Trecho fornecido:
___

Mike Bechtel, diretor e chefe de futurismo da Deloitte, destacou três elementos que só os humanos têm e que mostram porque não serão substituídos pela tecnologia: engenhosidade, para imaginar e criar novos caminhos; empatia, que leva à atitude de ajudar um ao outro; e iniciativa, sem que precise que alguém peça para agir. São esses fatores que fazem dos humanos os condutores das mudanças.
Um acelerador desse processo apontado por Willian Hurley, referência em computação quântica e fundador da Strangeworks, é a curiosidade científica. Segundo ele, em um mundo com mais de 8 bilhões de habitantes, apenas 1 em cada mil é cientista (formado em alguma área das Ciências). Além disso, parte dos experts ficam preocupados com a tecnologia ou a temem (principalmente as mais disruptivas), travando suas aplicações ou seu desenvolvimento. E são alguns desses experts que fazem as leis e regulamentações com vieses da tecnofobia. Para Hurley, precisamos de mais Sci-Curious – termo que o Chat GPT lhe sugeriu quando pediu uma frase de efeito que exprimisse a ideia de ter uma população mais engajada com ciência, curiosa, capaz de aprender e compartilhar. Quanto mais cientistas, mais soluções serão geradas; quanto mais ciência humana somada com tecnologia, melhor o mundo em que vivemos.

___

Material fornecido:

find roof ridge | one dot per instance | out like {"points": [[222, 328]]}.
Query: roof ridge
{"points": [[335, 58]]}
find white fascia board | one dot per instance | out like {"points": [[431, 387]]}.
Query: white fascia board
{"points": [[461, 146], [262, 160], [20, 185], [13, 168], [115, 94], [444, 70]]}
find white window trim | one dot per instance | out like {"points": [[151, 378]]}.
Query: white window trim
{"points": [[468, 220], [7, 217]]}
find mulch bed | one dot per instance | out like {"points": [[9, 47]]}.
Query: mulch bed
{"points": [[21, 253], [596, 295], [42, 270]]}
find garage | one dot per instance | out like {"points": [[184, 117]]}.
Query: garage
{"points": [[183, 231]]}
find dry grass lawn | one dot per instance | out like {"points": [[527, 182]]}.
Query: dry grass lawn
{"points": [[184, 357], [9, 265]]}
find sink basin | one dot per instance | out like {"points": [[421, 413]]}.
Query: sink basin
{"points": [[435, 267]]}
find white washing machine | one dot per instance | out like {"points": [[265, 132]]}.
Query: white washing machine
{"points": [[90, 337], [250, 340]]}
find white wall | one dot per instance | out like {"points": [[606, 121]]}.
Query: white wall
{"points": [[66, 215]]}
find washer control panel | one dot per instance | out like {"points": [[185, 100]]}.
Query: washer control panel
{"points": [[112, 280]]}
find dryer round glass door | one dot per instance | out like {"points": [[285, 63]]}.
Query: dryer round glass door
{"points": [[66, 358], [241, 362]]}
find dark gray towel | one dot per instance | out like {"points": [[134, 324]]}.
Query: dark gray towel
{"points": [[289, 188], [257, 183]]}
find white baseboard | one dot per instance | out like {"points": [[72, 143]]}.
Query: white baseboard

___

O que fazer:
1. Transcreva fielmente, do trecho sobre humanos e tecnologia, a passagem de "Um acelerador desse" até "em que vivemos.".
2. Segundo Mike Bechtel, no trecho, quais são os três elementos que só os humanos têm?
Utilize exclusivamente o trecho como base para as respostas.

Respostas por tarefa:
1.
Um acelerador desse processo apontado por Willian Hurley, referência em computação quântica e fundador da Strangeworks, é a curiosidade científica. Segundo ele, em um mundo com mais de 8 bilhões de habitantes, apenas 1 em cada mil é cientista (formado em alguma área das Ciências). Além disso, parte dos experts ficam preocupados com a tecnologia ou a temem (principalmente as mais disruptivas), travando suas aplicações ou seu desenvolvimento. E são alguns desses experts que fazem as leis e regulamentações com vieses da tecnofobia. Para Hurley, precisamos de mais Sci-Curious – termo que o Chat GPT lhe sugeriu quando pediu uma frase de efeito que exprimisse a ideia de ter uma população mais engajada com ciência, curiosa, capaz de aprender e compartilhar. Quanto mais cientistas, mais soluções serão geradas; quanto mais ciência humana somada com tecnologia, melhor o mundo em que vivemos.

2. Engenhosidade, empatia e iniciativa.